=== DIRECTION A ===
Write out the passage of the forum thread below that starts with the words containing "What do I do? Do I" and ends with "as much anymore.", including both ends.

=== TEXT ===
══════════

# Why is he screeching????



## Asrais (Dec 21, 2010)

Alfie begs to be let out, then when I take him out he screeches. I bring him in to the study, where he can have free run of the place, he's happy for a few min, then he starts screeching. I think he has a thing for my keyboard, he sits on it and screeches. I put him back in the cage and give him a treat, he screeches even while he takes his treat!

In between screeching he's normal and content, he's learning his clicker training well, though he'll do nothing while he's screeching.

He gets 12 hours undisturbed sleep every night in a room with a blackout blind. I've started changing his food (seeds to pellets), but he doesn't seem to have a problem with it. He doesn't have any contact with the cats and he's too young for it to be hormonal. 

What do I do? Does he hate me? The behaviour started before we cut his nails, so he's just sulking. Sometimes when he is screeching, he'll put his head between my fingers - I'm guessing looking for scritches, but he'll continue screeching all along, whether I ignore him or not.

Help:blink:


----------



## MeanneyFids (Aug 24, 2010)

something new in the environment might be scaring him. could be a new shirt, photo, plant who knows...


----------



## Asrais (Dec 21, 2010)

Nothing has changed since he's been here that I know of. 

What do I do? Do I ignore him, or respond?


----------



## MeanneyFids (Aug 24, 2010)

i would ignore for now. see if that helps. 

dally screamed too and wouldnt stop when i'd leave the room. so i got tsuka and she doesnt do it as much anymore.


----------



## Belinda (Oct 9, 2010)

What sort of screeching is it? It may be baby crying for attention or food if he is young. does it sound like this?


----------



## MeanneyFids (Aug 24, 2010)

oh man, dally did that lol FOR ATTENTION


----------



## Asrais (Dec 21, 2010)

══════════

=== DIRECTION B ===
Give again the lines of the listing below, beginning with the line that contains "Game engine object recognition — detect window" and ending with the line that contains "17, 287, 39, 337", with both of those lines included, and leave the pictures out of your answer.

══════════

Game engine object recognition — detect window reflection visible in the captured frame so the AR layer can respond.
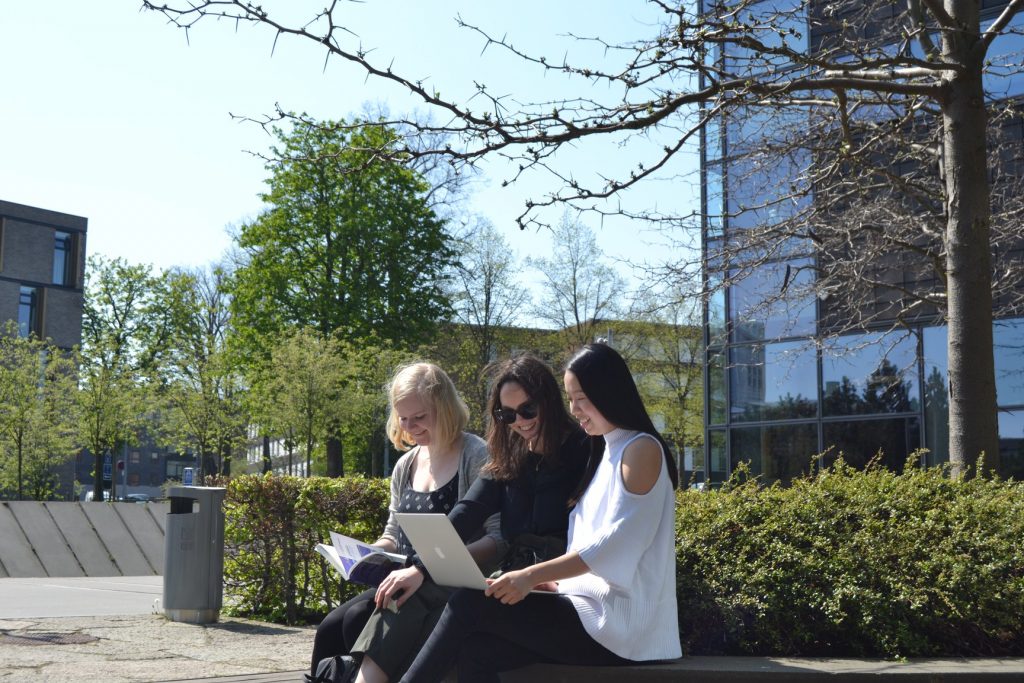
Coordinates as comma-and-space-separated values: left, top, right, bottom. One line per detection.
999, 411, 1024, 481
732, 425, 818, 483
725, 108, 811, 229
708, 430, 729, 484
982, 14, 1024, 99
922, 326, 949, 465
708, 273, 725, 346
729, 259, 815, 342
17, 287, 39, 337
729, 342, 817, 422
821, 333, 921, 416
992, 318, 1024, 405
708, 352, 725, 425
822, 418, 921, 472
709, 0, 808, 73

══════════

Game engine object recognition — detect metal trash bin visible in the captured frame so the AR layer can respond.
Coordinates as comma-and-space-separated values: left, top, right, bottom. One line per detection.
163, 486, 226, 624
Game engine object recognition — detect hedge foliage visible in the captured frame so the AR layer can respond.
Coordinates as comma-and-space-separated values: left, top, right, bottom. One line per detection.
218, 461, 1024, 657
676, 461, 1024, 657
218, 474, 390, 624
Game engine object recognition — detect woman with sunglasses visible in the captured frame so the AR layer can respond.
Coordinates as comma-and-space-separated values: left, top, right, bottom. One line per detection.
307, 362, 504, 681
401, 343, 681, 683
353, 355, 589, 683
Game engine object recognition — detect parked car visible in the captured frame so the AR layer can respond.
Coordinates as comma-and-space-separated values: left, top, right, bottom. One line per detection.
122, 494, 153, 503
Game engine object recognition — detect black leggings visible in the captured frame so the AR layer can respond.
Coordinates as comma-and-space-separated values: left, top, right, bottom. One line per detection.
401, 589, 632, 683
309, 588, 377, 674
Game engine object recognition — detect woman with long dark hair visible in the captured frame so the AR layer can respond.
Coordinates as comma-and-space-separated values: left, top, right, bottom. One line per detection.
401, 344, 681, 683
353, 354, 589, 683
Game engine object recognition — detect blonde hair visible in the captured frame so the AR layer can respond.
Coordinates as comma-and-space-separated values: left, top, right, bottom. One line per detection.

══════════

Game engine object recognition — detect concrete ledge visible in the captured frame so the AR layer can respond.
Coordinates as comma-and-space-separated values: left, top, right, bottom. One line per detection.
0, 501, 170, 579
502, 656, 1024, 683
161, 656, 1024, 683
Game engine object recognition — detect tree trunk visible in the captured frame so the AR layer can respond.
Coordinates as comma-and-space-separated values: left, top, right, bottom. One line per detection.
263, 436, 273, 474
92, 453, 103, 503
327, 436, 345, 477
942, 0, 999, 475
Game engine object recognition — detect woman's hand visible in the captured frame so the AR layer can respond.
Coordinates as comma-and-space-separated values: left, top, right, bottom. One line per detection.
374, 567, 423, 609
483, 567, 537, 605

══════════

=== TASK ANSWER A ===
What do I do? Do I ignore him, or respond?


----------



## MeanneyFids (Aug 24, 2010)

i would ignore for now. see if that helps. 

dally screamed too and wouldnt stop when i'd leave the room. so i got tsuka and she doesnt do it as much anymore.

=== TASK ANSWER B ===
Game engine object recognition — detect window reflection visible in the captured frame so the AR layer can respond.
Coordinates as comma-and-space-separated values: left, top, right, bottom. One line per detection.
999, 411, 1024, 481
732, 425, 818, 483
725, 108, 811, 229
708, 430, 729, 484
982, 14, 1024, 99
922, 326, 949, 465
708, 273, 725, 346
729, 259, 815, 342
17, 287, 39, 337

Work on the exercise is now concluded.